— Stated exercise —
What follows is a listing. Return every line of it exactly.
--- begin Entries provided ---
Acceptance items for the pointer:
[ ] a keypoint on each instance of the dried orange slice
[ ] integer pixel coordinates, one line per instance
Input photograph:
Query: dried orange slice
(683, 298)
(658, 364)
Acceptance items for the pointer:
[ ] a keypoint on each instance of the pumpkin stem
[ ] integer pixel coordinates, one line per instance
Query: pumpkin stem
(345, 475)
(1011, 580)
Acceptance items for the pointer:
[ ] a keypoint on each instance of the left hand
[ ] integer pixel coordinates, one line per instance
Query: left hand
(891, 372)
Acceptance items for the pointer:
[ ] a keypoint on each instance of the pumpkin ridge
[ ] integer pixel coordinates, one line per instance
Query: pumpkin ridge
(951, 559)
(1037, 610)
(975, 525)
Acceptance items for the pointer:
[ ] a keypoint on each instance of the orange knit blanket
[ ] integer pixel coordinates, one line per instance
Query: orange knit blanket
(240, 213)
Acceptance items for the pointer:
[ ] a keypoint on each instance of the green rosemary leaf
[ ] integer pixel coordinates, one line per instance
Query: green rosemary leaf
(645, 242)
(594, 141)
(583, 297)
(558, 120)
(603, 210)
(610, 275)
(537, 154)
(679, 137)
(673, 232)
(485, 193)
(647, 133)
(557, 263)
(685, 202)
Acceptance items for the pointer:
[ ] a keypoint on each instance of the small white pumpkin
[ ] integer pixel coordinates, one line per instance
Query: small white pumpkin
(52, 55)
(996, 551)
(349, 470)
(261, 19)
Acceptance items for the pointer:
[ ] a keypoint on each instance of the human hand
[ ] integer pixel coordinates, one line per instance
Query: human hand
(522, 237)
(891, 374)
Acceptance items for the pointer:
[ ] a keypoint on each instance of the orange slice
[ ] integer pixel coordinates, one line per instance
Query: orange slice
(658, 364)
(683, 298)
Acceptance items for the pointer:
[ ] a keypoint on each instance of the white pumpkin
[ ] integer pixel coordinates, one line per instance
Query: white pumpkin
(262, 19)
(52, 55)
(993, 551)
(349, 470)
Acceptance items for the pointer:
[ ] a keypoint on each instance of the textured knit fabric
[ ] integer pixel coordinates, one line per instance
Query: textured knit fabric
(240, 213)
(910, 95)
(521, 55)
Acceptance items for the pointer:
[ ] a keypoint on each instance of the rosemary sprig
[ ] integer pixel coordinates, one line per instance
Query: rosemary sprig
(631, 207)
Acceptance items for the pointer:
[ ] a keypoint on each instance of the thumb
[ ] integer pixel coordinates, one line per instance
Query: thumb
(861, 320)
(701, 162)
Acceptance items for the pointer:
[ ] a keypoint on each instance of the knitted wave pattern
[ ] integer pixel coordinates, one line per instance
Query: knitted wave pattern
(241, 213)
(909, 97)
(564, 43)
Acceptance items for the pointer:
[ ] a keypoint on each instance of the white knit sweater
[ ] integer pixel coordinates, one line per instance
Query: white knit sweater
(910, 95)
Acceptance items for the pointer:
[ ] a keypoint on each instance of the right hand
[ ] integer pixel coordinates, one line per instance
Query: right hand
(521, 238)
--- end Entries provided ---
— Exercise solution —
Acceptance items for the pointer:
[ ] a keypoint on each instance of the dried orange slice
[ ] integer pixel coordinates, one line per instance
Input photograph:
Query: dried orange slice
(683, 298)
(658, 364)
Acceptance items for the pointer:
[ ] a keypoint on each instance of the pumpkin stem
[ ] integer pixel coordinates, one line per instance
Query: pumpkin stem
(345, 475)
(1011, 580)
Acceptance items for the pointer:
[ ] a keypoint on each instance of the left hand
[ ] integer pixel coordinates, one line per instance
Query: left hand
(891, 372)
Acceptance items for the pointer:
[ ] a keypoint on each instance of the pumpkin ridge
[ ] integer pixel coordinates, one line per instance
Query: pumpkin ridge
(951, 559)
(1037, 610)
(975, 525)
Acceptance items for the pointer:
[ ] a keypoint on each instance of the orange knit blanket
[ ] integer pixel coordinates, one line per instance
Query: orange knit blanket
(240, 213)
Acceptance items for the pointer:
[ ] a keypoint on each instance of the green rosemary leaf
[ ] integer pixel coordinates, one line per instance
Query: green rosemary leaf
(645, 242)
(594, 141)
(583, 297)
(558, 120)
(603, 210)
(610, 275)
(537, 154)
(679, 137)
(673, 232)
(485, 193)
(647, 133)
(557, 263)
(685, 202)
Acceptance items for the pointer:
[ ] a keypoint on each instance of the small white pumpkin
[ ] integer pixel coordinates, one line per instance
Query: small white pumpkin
(52, 55)
(996, 551)
(349, 470)
(261, 19)
Acceptance items for the pointer:
[ ] a keypoint on each instance of the human hand
[ ] integer pixel coordinates, one line per instance
Query: human hand
(522, 237)
(891, 374)
Acceptance items for the pointer:
[ ] a keypoint on each instance of the orange slice
[ ] integer pixel coordinates, one line per instance
Query: orange slice
(658, 364)
(683, 298)
Acceptance items for the pointer:
[ ] a keypoint on each instance of the white pumpkin
[ ] integer pixel coordinates, one line per instance
Query: white pumpkin
(262, 19)
(52, 55)
(993, 551)
(349, 470)
Acceptance items for the pointer:
[ ] a keypoint on each instance of the textured knit fabric
[ ] integer pixel coordinates, one line per instance
Query: textured knit fabric
(240, 213)
(910, 95)
(521, 55)
Acceptance items for the pointer:
[ ] a keypoint on each instance of the rosemary sprig
[ ] integer pixel coordinates, one line per instance
Query: rosemary sprig
(631, 207)
Acceptance items for the pointer:
[ ] a keypoint on each instance of the thumb
[ ] integer pixel coordinates, one line per instance
Query: thumb
(861, 320)
(701, 162)
Acceptance items for the pointer:
[ ] a keypoint on each instance of the knitted wave pattern
[ ] integer pixel coordinates, one line per instance
Query: knitted wave pattern
(241, 213)
(909, 97)
(564, 43)
Acceptance items for the pointer:
[ ] a keypoint on each instance of the white knit sweater
[ ] integer pixel coordinates, one line per instance
Query: white knit sweater
(910, 95)
Acceptance items for the pointer:
[ ] a keypoint on each instance of the right hand
[ ] integer pixel coordinates, one line per instance
Query: right hand
(521, 238)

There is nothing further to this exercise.